> **Stated goal**
Starting at the line that contains "Ground tiled roof" and continuing through the end of the data, reproduce those lines with every "screenshot" swapped for "photo" and everything else unchanged. Omit the pictures from your answer.

<<<<

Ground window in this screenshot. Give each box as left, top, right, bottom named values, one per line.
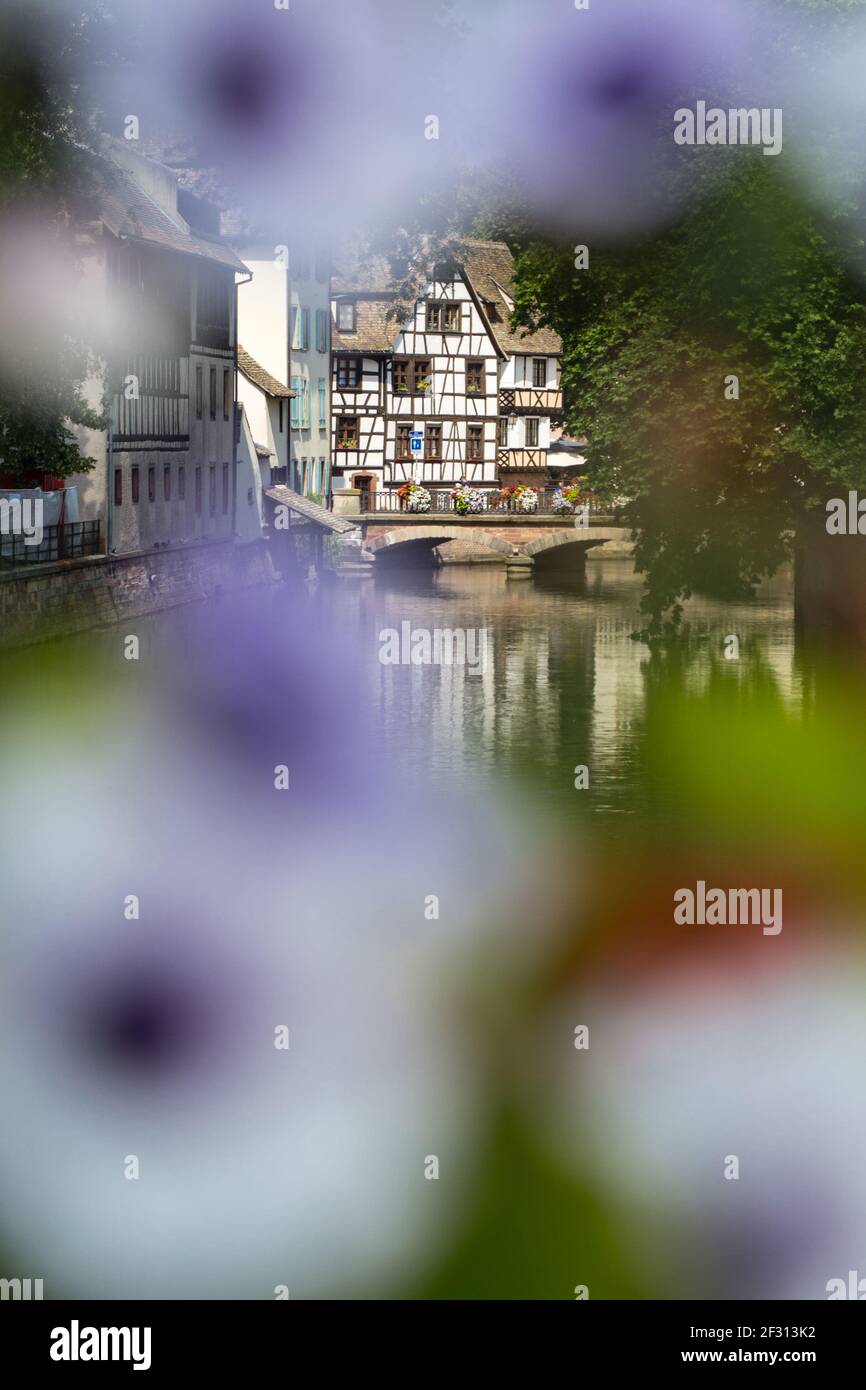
left=396, top=425, right=411, bottom=463
left=336, top=299, right=357, bottom=334
left=196, top=267, right=234, bottom=349
left=292, top=304, right=310, bottom=352
left=466, top=361, right=484, bottom=396
left=411, top=357, right=430, bottom=396
left=336, top=357, right=361, bottom=391
left=292, top=377, right=310, bottom=430
left=427, top=300, right=460, bottom=334
left=336, top=416, right=357, bottom=449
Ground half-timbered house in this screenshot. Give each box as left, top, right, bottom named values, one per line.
left=331, top=240, right=562, bottom=507
left=76, top=140, right=246, bottom=553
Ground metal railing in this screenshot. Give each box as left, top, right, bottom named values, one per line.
left=0, top=521, right=101, bottom=566
left=113, top=356, right=189, bottom=441
left=361, top=484, right=614, bottom=520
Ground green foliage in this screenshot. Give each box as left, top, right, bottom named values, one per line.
left=0, top=0, right=106, bottom=481
left=516, top=152, right=866, bottom=638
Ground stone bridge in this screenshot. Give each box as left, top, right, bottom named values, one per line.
left=353, top=512, right=630, bottom=578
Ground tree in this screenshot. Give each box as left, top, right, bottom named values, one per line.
left=516, top=0, right=866, bottom=638
left=516, top=152, right=866, bottom=635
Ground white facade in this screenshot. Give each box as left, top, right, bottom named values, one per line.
left=289, top=246, right=331, bottom=500
left=76, top=142, right=243, bottom=553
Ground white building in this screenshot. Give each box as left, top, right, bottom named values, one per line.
left=238, top=238, right=331, bottom=498
left=331, top=240, right=562, bottom=505
left=74, top=140, right=246, bottom=553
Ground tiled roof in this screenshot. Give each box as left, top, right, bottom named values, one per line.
left=455, top=238, right=563, bottom=353
left=331, top=295, right=400, bottom=353
left=238, top=343, right=295, bottom=399
left=96, top=156, right=246, bottom=272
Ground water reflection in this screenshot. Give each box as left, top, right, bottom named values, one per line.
left=337, top=559, right=801, bottom=819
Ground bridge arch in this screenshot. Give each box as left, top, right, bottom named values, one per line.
left=364, top=521, right=517, bottom=560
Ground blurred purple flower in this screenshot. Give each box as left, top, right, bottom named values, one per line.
left=0, top=625, right=553, bottom=1298
left=487, top=0, right=766, bottom=240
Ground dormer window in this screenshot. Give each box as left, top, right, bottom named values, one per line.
left=427, top=299, right=460, bottom=334
left=336, top=299, right=357, bottom=334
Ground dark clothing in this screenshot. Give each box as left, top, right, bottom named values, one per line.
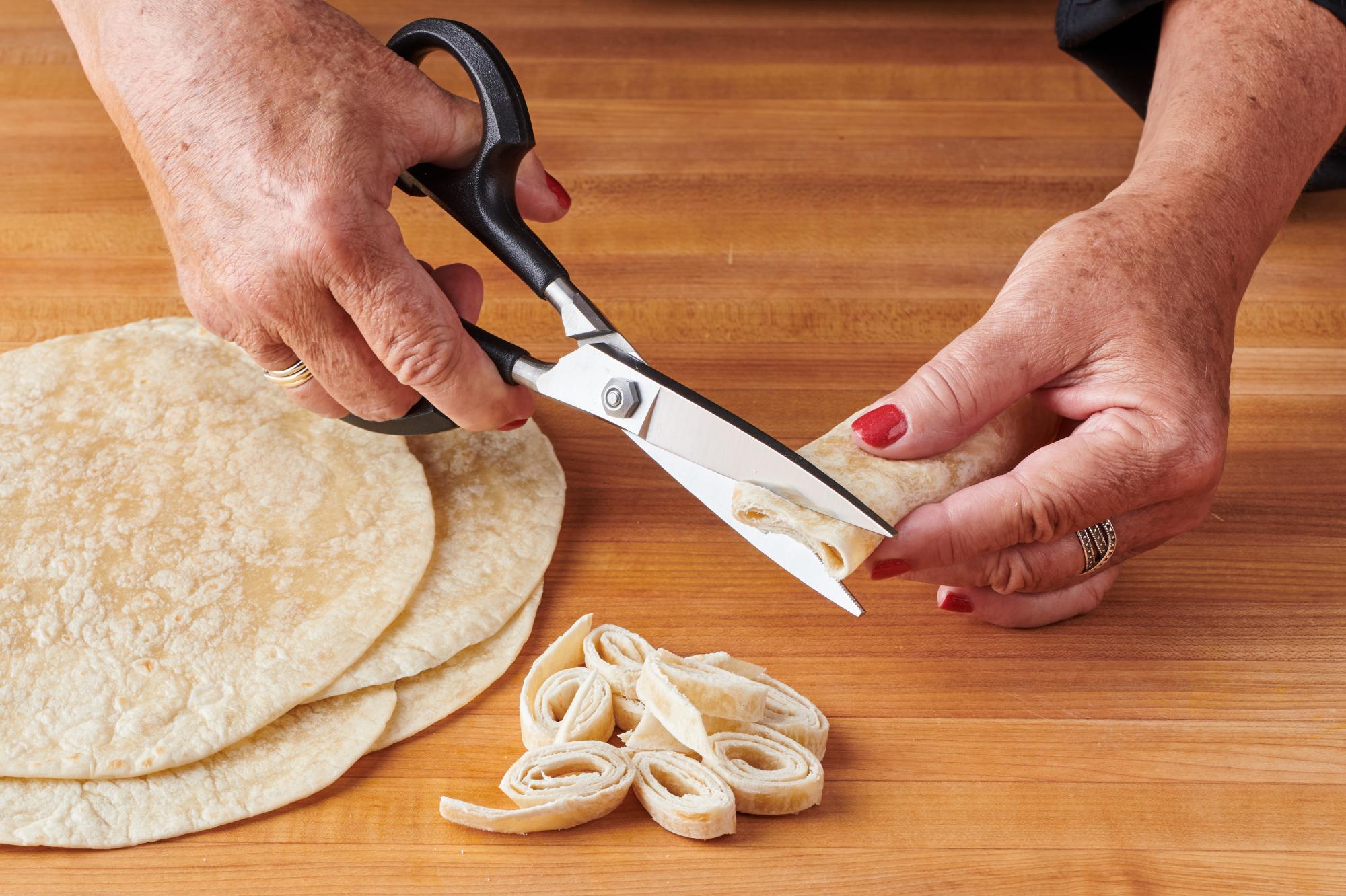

>>>>

> **Final result**
Ground tiled roof in this photo. Give each box as left, top, right, bottom named values, one per line.
left=455, top=238, right=563, bottom=353
left=331, top=295, right=400, bottom=353
left=238, top=343, right=295, bottom=399
left=96, top=156, right=246, bottom=272
Ground water reflection in this photo. Give each box as left, top, right, bottom named values, one per line.
left=337, top=559, right=801, bottom=819
Ground bridge arch in this photo. Give each box as left, top, right, bottom named values, one per line.
left=364, top=521, right=517, bottom=560
Ground blurred purple flower in this photo. Give each box as left, top, right, bottom named values, one per line.
left=0, top=625, right=553, bottom=1298
left=487, top=0, right=766, bottom=240
Ground dormer window in this photo. Give each box as left, top, right, bottom named values, one per line.
left=427, top=299, right=460, bottom=334
left=336, top=299, right=357, bottom=334
Ground dark clothing in this photo. Give each box as left, top, right, bottom named values, one per line.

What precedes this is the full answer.